### Dataset records
══════════════════════════════

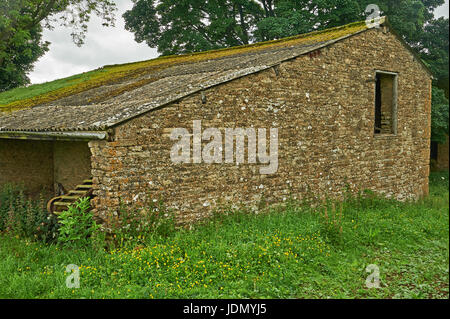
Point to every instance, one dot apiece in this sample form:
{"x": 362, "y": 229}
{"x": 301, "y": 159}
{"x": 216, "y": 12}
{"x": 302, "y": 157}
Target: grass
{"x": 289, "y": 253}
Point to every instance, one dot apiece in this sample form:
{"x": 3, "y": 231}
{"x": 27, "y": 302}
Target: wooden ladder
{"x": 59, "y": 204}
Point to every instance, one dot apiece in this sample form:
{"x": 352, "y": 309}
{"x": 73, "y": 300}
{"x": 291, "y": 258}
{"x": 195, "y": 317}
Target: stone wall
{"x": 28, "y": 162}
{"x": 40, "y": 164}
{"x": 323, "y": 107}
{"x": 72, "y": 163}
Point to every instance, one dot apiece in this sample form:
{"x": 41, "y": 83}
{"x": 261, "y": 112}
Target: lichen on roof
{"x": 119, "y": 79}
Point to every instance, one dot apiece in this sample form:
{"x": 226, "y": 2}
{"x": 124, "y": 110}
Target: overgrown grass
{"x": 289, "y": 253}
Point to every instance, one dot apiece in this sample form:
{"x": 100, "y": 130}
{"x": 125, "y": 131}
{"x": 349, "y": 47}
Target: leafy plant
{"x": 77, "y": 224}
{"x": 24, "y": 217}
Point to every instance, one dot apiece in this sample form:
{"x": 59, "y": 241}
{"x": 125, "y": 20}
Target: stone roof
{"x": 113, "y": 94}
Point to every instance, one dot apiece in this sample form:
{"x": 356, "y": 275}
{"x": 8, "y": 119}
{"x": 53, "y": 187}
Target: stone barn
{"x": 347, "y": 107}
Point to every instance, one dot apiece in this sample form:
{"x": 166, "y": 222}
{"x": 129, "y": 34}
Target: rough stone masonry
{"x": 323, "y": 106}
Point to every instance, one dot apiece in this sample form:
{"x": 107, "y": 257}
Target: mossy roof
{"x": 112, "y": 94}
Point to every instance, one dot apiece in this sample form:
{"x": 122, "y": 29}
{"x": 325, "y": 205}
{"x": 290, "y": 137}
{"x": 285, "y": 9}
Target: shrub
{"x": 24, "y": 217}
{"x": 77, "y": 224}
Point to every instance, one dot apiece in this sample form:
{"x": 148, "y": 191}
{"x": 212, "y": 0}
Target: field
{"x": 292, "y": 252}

══════════════════════════════

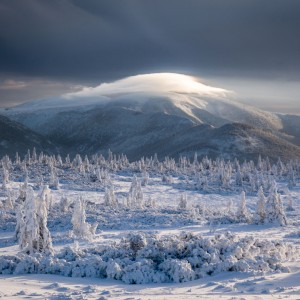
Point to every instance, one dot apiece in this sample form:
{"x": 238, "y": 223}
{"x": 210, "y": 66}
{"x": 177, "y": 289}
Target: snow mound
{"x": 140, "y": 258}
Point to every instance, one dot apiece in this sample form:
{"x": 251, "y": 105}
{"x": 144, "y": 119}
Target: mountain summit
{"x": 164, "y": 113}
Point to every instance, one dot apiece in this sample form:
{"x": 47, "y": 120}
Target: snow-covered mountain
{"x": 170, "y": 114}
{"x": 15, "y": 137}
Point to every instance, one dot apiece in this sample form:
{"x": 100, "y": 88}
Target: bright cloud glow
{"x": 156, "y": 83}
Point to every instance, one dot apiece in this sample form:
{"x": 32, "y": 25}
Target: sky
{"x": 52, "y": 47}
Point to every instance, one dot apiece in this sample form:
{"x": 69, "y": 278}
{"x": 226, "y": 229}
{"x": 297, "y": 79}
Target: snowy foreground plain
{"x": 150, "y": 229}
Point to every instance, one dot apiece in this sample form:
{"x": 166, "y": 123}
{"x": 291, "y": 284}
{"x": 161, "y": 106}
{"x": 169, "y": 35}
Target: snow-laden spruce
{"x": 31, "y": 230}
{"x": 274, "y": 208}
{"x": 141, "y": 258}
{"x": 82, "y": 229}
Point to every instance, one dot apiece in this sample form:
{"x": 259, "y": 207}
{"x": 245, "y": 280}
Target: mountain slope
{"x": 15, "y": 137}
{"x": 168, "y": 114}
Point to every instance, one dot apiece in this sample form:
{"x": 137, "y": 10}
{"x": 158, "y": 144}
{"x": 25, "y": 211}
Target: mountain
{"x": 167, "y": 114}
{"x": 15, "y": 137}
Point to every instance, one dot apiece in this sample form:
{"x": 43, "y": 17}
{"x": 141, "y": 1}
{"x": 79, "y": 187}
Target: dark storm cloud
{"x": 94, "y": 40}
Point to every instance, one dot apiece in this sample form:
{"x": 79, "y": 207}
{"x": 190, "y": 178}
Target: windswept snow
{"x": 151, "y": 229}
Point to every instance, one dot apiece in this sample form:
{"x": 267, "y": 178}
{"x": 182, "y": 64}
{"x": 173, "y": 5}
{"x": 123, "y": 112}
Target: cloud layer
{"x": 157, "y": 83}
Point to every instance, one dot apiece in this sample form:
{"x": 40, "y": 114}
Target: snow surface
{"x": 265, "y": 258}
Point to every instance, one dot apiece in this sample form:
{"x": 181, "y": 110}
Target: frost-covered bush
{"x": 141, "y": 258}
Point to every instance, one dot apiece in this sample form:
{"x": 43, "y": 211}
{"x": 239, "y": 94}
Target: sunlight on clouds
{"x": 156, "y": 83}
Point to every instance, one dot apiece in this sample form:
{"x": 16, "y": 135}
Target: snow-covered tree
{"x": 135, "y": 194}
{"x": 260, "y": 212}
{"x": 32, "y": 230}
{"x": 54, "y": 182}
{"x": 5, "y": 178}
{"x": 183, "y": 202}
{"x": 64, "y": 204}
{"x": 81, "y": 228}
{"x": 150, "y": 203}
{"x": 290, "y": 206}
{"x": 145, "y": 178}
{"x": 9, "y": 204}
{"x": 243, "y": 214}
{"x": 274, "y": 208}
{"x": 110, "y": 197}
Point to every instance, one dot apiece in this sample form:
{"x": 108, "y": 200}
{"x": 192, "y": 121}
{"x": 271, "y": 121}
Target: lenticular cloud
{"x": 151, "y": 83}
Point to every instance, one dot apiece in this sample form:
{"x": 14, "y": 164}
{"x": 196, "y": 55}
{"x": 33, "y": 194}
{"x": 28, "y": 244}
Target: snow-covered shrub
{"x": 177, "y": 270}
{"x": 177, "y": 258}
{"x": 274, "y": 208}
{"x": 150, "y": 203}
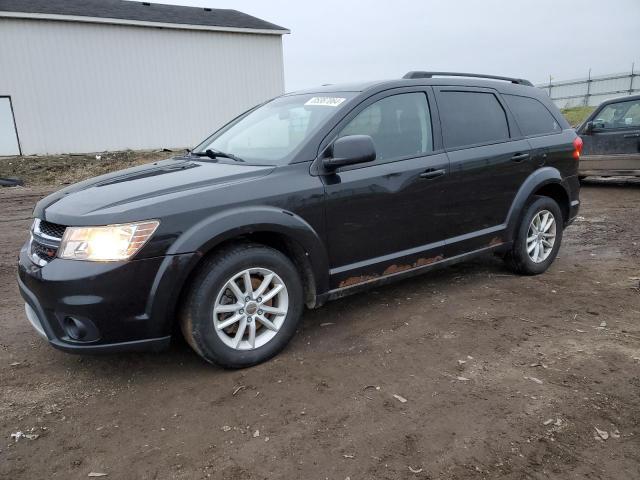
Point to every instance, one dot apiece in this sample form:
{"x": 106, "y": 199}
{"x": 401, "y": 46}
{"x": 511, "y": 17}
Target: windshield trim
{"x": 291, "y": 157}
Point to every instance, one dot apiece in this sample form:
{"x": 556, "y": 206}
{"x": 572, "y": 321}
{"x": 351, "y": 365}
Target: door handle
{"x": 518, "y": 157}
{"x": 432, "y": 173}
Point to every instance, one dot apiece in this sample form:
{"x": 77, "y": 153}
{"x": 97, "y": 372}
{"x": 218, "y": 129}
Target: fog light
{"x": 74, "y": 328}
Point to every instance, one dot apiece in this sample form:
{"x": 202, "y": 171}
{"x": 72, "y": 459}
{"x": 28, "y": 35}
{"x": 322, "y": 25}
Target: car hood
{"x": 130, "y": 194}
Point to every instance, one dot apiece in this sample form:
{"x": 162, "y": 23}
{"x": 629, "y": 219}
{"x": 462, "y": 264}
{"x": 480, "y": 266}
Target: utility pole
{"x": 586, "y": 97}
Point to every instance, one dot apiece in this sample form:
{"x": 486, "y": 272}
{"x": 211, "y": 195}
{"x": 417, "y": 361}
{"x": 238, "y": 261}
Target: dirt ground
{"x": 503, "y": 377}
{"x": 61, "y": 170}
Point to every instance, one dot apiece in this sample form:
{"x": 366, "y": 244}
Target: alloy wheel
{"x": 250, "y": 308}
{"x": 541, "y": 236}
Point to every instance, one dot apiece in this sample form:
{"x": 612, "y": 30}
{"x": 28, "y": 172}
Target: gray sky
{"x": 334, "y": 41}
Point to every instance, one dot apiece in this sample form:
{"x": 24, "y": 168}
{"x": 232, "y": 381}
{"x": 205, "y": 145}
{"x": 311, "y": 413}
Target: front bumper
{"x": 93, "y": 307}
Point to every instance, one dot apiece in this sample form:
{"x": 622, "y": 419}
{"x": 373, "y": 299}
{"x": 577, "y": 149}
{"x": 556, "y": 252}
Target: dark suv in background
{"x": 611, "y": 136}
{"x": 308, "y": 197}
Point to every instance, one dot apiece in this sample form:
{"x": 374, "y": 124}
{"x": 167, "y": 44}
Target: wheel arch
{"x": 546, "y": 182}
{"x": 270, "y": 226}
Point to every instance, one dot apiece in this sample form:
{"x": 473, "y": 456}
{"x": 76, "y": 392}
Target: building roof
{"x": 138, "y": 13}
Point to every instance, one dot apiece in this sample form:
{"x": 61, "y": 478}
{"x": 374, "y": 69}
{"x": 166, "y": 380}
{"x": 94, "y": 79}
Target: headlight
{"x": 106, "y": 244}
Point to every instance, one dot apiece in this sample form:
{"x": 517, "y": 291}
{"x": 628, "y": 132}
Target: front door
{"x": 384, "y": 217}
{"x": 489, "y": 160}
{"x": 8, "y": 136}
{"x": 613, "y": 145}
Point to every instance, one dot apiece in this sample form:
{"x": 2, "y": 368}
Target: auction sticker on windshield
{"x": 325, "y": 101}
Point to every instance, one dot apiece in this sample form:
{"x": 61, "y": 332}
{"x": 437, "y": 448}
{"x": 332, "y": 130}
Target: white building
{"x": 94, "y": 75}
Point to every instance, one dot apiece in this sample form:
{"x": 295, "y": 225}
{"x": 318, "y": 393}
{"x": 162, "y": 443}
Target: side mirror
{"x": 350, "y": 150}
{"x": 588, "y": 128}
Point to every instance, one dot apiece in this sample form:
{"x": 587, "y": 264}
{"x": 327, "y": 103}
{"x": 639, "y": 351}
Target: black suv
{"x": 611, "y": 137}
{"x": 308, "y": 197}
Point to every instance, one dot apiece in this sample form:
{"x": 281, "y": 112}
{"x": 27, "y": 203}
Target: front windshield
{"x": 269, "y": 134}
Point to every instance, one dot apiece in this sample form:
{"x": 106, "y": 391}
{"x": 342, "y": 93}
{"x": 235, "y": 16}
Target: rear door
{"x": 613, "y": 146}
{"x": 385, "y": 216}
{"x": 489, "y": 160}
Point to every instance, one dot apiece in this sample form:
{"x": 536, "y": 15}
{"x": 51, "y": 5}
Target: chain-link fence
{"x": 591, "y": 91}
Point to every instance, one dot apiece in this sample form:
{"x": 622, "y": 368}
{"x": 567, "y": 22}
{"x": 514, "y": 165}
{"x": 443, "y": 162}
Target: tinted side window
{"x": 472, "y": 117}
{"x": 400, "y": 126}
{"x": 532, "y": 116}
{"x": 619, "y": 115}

══════════════════════════════

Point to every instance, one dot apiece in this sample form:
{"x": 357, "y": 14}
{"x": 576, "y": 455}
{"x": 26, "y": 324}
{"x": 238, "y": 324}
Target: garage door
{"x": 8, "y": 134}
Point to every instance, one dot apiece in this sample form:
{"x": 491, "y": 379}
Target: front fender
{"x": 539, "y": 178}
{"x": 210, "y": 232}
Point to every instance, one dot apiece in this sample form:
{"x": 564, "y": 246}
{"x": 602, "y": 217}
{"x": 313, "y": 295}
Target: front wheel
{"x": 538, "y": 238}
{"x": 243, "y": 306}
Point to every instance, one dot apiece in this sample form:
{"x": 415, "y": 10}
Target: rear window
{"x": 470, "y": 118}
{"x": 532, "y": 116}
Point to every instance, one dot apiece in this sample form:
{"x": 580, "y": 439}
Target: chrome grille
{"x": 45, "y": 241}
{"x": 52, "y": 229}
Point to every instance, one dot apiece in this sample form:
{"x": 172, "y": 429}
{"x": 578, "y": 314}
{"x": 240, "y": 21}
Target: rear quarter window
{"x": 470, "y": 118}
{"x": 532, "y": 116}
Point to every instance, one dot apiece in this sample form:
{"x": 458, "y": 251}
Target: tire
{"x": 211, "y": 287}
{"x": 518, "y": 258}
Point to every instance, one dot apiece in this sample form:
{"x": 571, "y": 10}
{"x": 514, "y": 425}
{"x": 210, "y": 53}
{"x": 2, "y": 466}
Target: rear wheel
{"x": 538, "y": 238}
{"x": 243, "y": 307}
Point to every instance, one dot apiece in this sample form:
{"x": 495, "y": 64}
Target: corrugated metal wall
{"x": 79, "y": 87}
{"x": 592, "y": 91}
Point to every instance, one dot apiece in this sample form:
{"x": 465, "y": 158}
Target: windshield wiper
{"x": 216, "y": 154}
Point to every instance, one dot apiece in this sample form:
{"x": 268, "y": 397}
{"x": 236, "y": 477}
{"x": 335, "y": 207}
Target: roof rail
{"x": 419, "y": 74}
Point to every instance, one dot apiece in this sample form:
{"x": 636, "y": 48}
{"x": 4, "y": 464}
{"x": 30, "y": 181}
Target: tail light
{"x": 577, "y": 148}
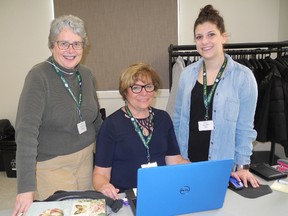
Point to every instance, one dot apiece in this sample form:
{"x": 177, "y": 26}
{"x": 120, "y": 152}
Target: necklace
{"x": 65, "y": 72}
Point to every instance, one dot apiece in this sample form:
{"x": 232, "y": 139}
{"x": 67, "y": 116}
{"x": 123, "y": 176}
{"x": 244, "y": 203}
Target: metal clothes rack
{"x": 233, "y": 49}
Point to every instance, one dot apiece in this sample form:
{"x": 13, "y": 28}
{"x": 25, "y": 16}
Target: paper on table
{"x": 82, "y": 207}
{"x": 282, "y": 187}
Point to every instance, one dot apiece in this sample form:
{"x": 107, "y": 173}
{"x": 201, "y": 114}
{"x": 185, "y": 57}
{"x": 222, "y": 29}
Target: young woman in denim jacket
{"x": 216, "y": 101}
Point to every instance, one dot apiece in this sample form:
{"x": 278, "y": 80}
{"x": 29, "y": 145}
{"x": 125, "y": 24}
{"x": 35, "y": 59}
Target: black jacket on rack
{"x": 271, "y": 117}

══════════════════════════════

In the rows above, pick out every line containing the word "door" and copy each such line.

Target: door handle
Target: front door
Target: rear door
Target: garage door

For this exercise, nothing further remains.